◆ CONSIGNE ÉCRITE A: D'après le texte sur notre goût pour les mauvaises nouvelles, pourquoi l'être humain s'est-il redressé sur ses deux pieds ?
◆ CONSIGNE ÉCRITE B: Poursuivez le texte sur notre goût pour les mauvaises nouvelles à partir de sa dernière phrase.

◆ EXTRAIT CHOISI:
- - - - -

Pourquoi sommes-nous accros aux mauvaises nouvelles ?

Alors que nous rêvons de bonheur, de paix, de joie et de petits oiseaux, nous nous intéressons principalement à toutes les informations (actualités, films, livres…) qui vont activer nos craintes.

Pourquoi donc avons-nous ce besoin de secouer nos peurs ?

L’Être humain s’est redressé sur ses deux pieds pour mieux apercevoir les éventuels prédateurs potentiels qui le menaçaient à l’époque. C’était à la condition de les voir venir très tôt qu’il pouvait s’en sortir. Soit il fuyait, soit il terrassait l’attaquant. Seuls les plus forts s’en sortaient.

À l’époque, il s’agissait de techniques de survie. Ainsi l’Homme donnait l’exemple aux plus jeunes que pour s’en sortir, il fallait, ou fuir très vite à la vitesse du mur du son, ou écraser les menaces façon Hulk.

Et ce schéma a perduré longtemps, longtemps, longtemps… jusqu’à…. disons… aujourd’hui ? Oui, aujourd’hui.

Aujourd’hui donc, le risque de se faire charger par un mammouth laineux ou un lion des cavernes dans notre quotidien est, disons-le, quasi nul (nous acceptons que le risque zéro n’existe pas). Donc les réflexes de fuite ou d’attaque devraient être majoritairement apaisés. Sauf que nous avons un cerveau archaïque, qui lui, adore la ramener avec ses vieux formatages non reprogrammés au goût du jour, pour mieux nous maintenir dans la peur mon enfant. En plus, l’inconscient collectif s’en mêle. Quel fouillis !

Nos peurs auraient-elles du pouvoir ?

Que dire du voisin qui nous téléphone alors que nous sommes en pleine fête d’anniversaire, pour nous parler de la dernière catastrophe qui se passe aux antipodes, pour laquelle nous ne pouvons rien faire mais qui distille quand-même la peur au ventre ? Et même qu’il en rajoute ! La fête est gâchée. Fort à parier que les prochaines aussi, parce que nous aurons fait l’ancrage fête-catastrophe. Même sans y penser, les anniversaires garderont un goût amer, sans savoir pourquoi, parce que nous aurons oublié cet évènement.

- - - - -

[Données d'étiquetage par coordonnées]
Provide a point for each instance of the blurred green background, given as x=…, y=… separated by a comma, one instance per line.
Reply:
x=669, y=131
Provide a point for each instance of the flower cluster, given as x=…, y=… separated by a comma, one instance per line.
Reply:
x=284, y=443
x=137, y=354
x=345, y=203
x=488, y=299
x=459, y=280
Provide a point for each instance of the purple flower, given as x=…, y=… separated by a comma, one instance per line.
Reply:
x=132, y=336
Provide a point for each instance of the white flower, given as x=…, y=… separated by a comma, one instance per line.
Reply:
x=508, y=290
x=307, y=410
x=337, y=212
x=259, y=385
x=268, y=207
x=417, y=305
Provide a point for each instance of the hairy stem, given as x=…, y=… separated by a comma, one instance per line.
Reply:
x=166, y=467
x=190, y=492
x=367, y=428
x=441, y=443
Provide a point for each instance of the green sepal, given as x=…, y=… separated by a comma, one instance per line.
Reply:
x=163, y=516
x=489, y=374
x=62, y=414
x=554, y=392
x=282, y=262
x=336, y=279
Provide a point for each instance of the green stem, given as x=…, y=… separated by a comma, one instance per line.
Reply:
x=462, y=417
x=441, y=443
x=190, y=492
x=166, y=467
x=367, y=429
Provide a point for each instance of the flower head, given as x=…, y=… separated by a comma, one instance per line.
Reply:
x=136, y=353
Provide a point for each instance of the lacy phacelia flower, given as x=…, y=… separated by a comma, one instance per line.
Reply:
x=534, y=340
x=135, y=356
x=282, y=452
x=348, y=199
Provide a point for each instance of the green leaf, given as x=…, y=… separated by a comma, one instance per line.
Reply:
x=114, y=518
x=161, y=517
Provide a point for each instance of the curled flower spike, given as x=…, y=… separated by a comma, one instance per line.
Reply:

- - - - -

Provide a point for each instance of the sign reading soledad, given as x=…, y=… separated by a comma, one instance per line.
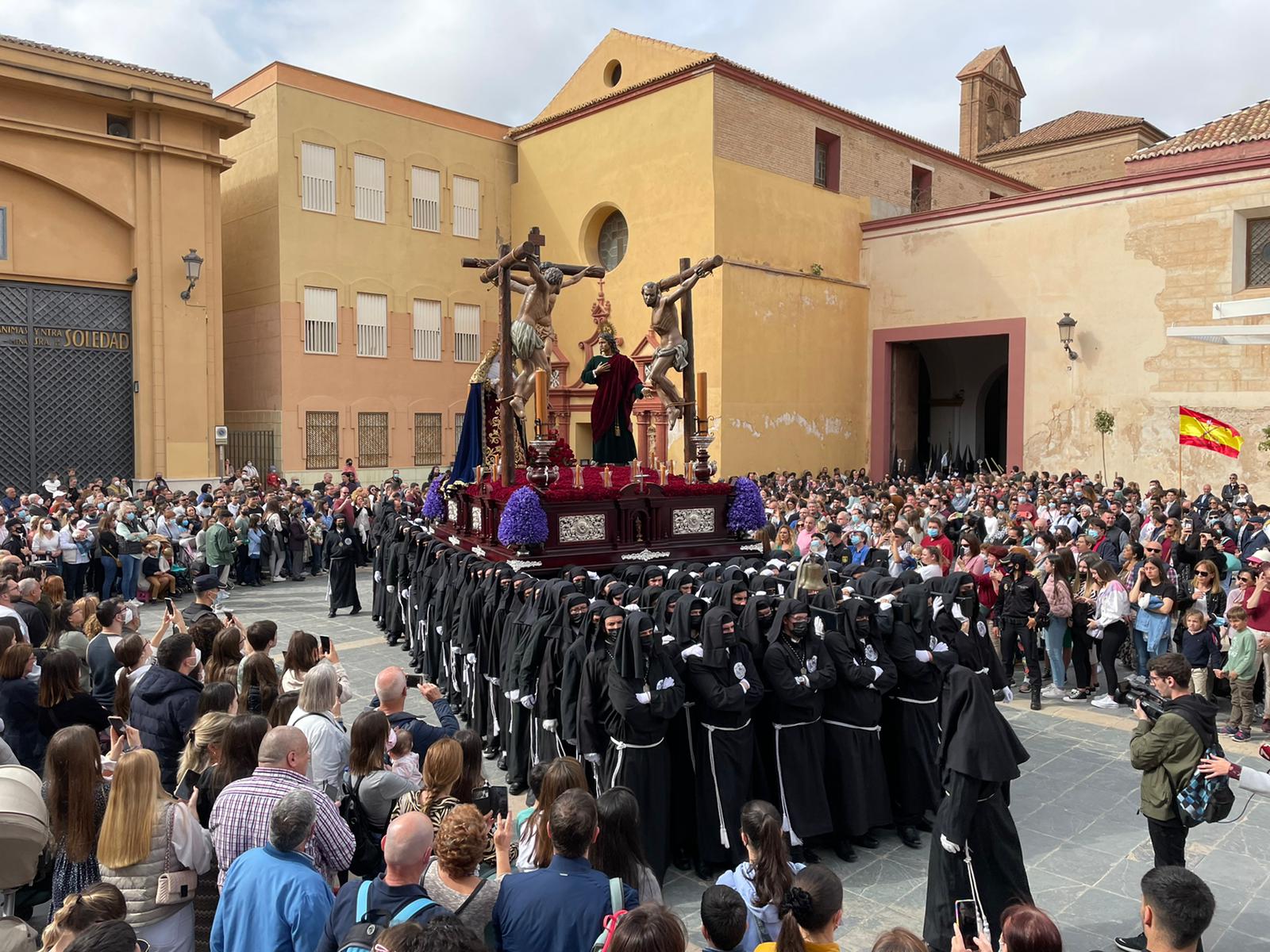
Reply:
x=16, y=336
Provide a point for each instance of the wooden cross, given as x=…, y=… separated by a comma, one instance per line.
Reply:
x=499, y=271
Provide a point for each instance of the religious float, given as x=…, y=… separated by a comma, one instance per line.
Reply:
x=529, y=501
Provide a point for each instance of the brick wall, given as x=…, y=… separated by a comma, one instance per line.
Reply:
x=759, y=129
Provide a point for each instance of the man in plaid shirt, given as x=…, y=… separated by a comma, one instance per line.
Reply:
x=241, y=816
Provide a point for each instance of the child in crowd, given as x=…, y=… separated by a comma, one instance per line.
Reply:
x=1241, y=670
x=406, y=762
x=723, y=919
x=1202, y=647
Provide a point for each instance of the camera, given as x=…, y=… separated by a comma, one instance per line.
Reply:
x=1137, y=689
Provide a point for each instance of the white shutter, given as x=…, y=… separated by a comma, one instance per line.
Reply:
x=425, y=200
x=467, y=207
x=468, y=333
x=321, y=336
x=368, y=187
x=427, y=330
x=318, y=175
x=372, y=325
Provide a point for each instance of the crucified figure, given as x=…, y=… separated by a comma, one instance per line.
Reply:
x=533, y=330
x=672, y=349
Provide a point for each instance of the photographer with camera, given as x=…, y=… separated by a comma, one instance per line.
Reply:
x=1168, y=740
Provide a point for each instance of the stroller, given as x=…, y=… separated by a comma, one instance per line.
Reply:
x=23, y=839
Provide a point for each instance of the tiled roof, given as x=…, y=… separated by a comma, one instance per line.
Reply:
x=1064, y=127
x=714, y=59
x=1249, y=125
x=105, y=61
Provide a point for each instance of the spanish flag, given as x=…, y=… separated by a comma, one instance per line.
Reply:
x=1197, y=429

- - - - -

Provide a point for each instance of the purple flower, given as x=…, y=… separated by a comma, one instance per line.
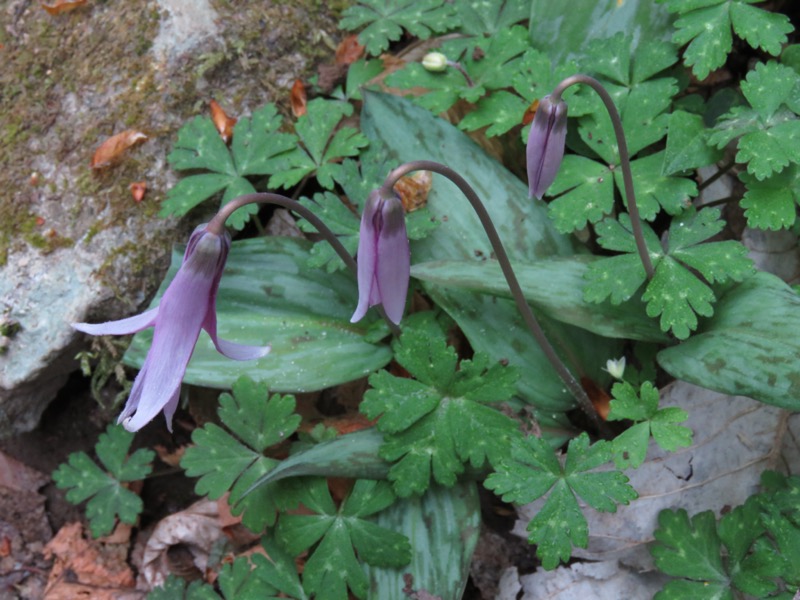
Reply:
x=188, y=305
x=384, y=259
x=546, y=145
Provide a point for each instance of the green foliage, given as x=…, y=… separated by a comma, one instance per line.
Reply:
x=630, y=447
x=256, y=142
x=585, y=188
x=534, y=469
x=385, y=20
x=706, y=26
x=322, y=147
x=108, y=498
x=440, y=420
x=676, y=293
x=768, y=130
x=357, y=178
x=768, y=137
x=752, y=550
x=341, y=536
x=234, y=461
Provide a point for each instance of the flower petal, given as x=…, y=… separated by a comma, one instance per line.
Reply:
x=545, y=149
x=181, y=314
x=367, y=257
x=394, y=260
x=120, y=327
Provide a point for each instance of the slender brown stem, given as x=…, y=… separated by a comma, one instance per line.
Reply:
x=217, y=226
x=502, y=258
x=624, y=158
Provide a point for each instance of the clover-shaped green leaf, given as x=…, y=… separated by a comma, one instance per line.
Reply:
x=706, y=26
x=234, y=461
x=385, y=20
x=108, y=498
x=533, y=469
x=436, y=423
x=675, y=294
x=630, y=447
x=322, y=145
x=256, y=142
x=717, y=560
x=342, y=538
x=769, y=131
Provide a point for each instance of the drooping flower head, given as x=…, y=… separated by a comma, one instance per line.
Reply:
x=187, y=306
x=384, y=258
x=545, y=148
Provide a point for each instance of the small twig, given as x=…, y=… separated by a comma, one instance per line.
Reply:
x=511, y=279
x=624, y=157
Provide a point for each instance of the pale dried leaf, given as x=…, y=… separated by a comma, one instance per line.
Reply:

- - - - -

◆ CORRIGÉ A: Pour mieux apercevoir les prédateurs qui le menaçaient à l'époque.

◆ CORRIGÉ B:
C’est qu’il est investi dans le monde, lui, le voisin, à jongler avec toutes les catastrophes ! Il en répand des paniques dans nos ventres ! Dans son ton désapprobateur, nous entendons notre honte à ne pas être aussi investi que lui. Le voisin a gagné ! Nous culpabilisons ! À lui, le pouvoir sur nous en distillant la peur. Est-ce à dire que de s’attacher aux catastrophes permettrait de manipuler les autres par nos angoisses ?


Et si nous étions bercés depuis notre plus tendre enfance par la peur !


Quand on voit que Cendrillon, la belle au bois dormant, Bambi, Blanche neige, … sont tous passés par une catastrophe pour trouver le bonheur, devons-nous en déduire que la condition sine qua non pour parvenir au saint Graal est de passer par le malheur. Oh ben quand même !

Heureusement que Shrek est arrivé et que le Grinch a rencontré Cindy-Lou Chou de Chouville !


Les mauvaises nouvelles, ça sert à quoi d’autre ?

Les mauvaises nouvelles, c’est pratique aussi pour communiquer. Léon Tolstoï dans Anna Karénine, disait que les « gens heureux n’ont pas d’histoire ». Alors comment animer une conversation sans histoire parce qu’on est heureux ? Par chance, les mauvaises nouvelles sont là pour agrémenter les conversations !

Donc !

Résumons. Aujourd’hui, nous voulons le bonheur, la paix, la joie et les cui-cuis des petits oiseaux. Mais notre cerveau archaïque fait tout pour nous maintenir dans l’anxiété, des fois que le mammouth laineux ou le lion des cavernes nous attendraient au coin d’une rue bien sombre. Alors, en stockant les mauvaises nouvelles, nous nous assurons que nous serons à même d’identifier et d’analyser les dangers qui toqueront à notre porte. Ouf ! Ainsi, nous échapperons au mammouth laineux et ferons face au lion des cavernes.

Bon, soyons honnêtes, nous savions avant même de stocker ces informations que le mammouth laineux et le lion des cavernes n’existaient plus. Cette peur ancestrale, bien qu’inutile aujourd’hui, justifie le stockage des mauvaises nouvelles, qui à leur tour justifient que l’on se prémunisse des dangers, qui à leur tour nous détournent des cui-cuis des petits oiseaux qui finissent par se faire avaler tout cru par le lion des cavernes, qui à son tour revient semer la terreur alors qu’il n’existe toujours plus ! La boucle est bouclée. Vicieux le cercle, quand même !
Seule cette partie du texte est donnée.